* Start Input rows *

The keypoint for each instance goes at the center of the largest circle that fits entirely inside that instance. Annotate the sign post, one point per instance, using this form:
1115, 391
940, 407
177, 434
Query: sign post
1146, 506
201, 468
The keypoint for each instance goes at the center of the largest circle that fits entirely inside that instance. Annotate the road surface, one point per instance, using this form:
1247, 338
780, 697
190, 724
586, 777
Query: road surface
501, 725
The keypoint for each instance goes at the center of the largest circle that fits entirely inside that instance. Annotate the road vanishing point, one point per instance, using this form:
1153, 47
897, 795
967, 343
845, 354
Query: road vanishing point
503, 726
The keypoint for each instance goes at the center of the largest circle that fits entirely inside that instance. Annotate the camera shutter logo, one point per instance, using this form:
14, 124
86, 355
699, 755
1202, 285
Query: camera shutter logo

* End Input rows *

• _Exercise prompt_:
Can you convert every line of the data above into a numbered list, skipping any blank lines?

• _The response_:
1. The keypoint for each instance goes at the center of the largest circle that fits entirely inside that instance. Annotate the sign post, one point per instance, using this form:
2. 1115, 391
3. 940, 407
4. 177, 434
5. Query: sign post
6. 1146, 506
7. 201, 468
8. The keypoint for each instance goes at the center of the largest circle that fits entirely inside that instance. Annotate the road surface, one point per instance, using this form:
9. 1247, 338
10. 780, 697
11. 190, 724
12. 586, 777
13. Query: road surface
14. 501, 725
15. The keypoint for each instance goes at the center of the largest circle that fits entirely inside that instance. Annotate the road vanishing point, one point per instance, using this form:
16. 1153, 47
17. 897, 795
18. 967, 343
19. 845, 354
20. Query: road vanishing point
21. 503, 726
22. The keypoint for each instance goes at the center of the largest circle that fits entirely inside that instance. Annotate the camera shutter logo, one point per instance, using this form:
23. 14, 124
24. 86, 355
25. 699, 755
26. 1202, 285
27. Query: camera shutter logo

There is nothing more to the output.